- What to work on
Rewrite the data below as a JSON list of strings, with each line as one string and blank lines dropped. Include all of the data except the images.

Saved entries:
########################################

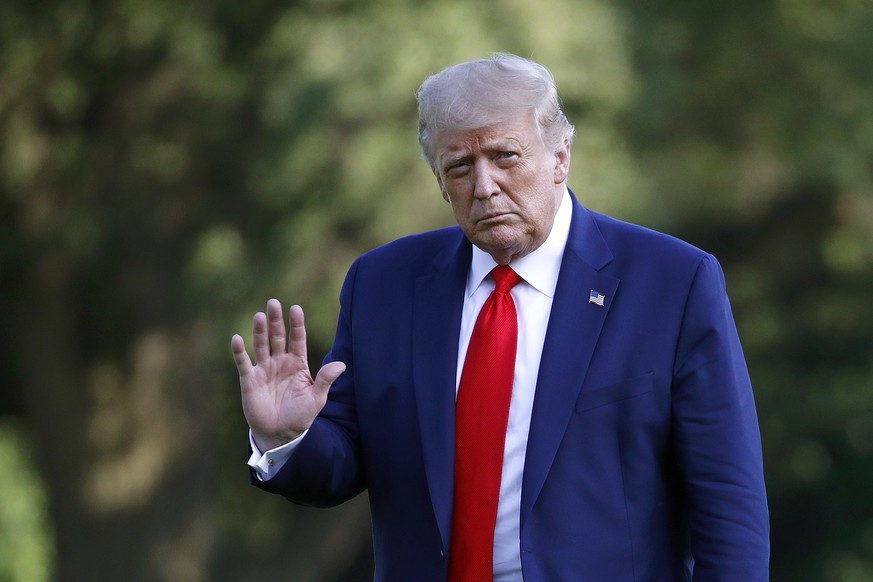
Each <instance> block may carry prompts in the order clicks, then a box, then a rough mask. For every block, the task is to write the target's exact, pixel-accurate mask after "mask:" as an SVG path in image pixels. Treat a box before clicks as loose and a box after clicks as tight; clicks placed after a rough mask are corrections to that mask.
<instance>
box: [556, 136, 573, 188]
mask: <svg viewBox="0 0 873 582" xmlns="http://www.w3.org/2000/svg"><path fill="white" fill-rule="evenodd" d="M569 175H570V140H568V139H565V140H564V142H563V143H562V144H561V147H560V148H559V149H558V150H557V151H556V152H555V184H563V183H564V182H565V181H566V180H567V176H569Z"/></svg>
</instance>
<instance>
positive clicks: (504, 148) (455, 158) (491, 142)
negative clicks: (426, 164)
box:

########################################

- Written solution
[
  "Each <instance> block may carry prompts in the order clicks, then a box, then a rough mask. For every block, the task is to write the target's exact, pixel-accurate mask after \"mask:\" as an SVG path in image pixels. Treat a box before clicks as loose and a box after clicks as tight; clicks placed after a rough mask are corrections to that mask.",
  "<instance>",
  "box: [556, 136, 573, 188]",
  "mask: <svg viewBox=\"0 0 873 582\" xmlns=\"http://www.w3.org/2000/svg\"><path fill=\"white\" fill-rule=\"evenodd\" d=\"M569 175H570V140H568V139H565V140H564V142H563V143H562V144H561V147H560V148H559V149H558V150H557V151H556V152H555V184H563V183H564V182H565V181H566V180H567V176H569Z\"/></svg>",
  "</instance>",
  "<instance>",
  "positive clicks: (504, 148) (455, 158) (491, 142)",
  "negative clicks: (426, 164)",
  "box:"
]